• **Task to carry out**: List every line in the data below that contains the string "each". Only matches with the same capitalization count.

• **Input records**:

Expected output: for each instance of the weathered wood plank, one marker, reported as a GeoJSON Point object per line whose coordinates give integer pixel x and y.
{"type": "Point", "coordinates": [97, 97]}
--
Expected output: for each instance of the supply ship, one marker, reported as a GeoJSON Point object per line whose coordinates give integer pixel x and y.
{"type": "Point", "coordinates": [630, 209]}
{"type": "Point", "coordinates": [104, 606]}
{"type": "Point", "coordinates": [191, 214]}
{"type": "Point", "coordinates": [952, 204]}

• **Written response**:
Expected output: for each instance of the weathered wood plank, one marker, reported as a GeoJSON Point object per line whose coordinates give integer pixel x and y.
Expected output: for each instance of the supply ship, one marker, reported as a GeoJSON Point object per line whose coordinates give integer pixel x and y.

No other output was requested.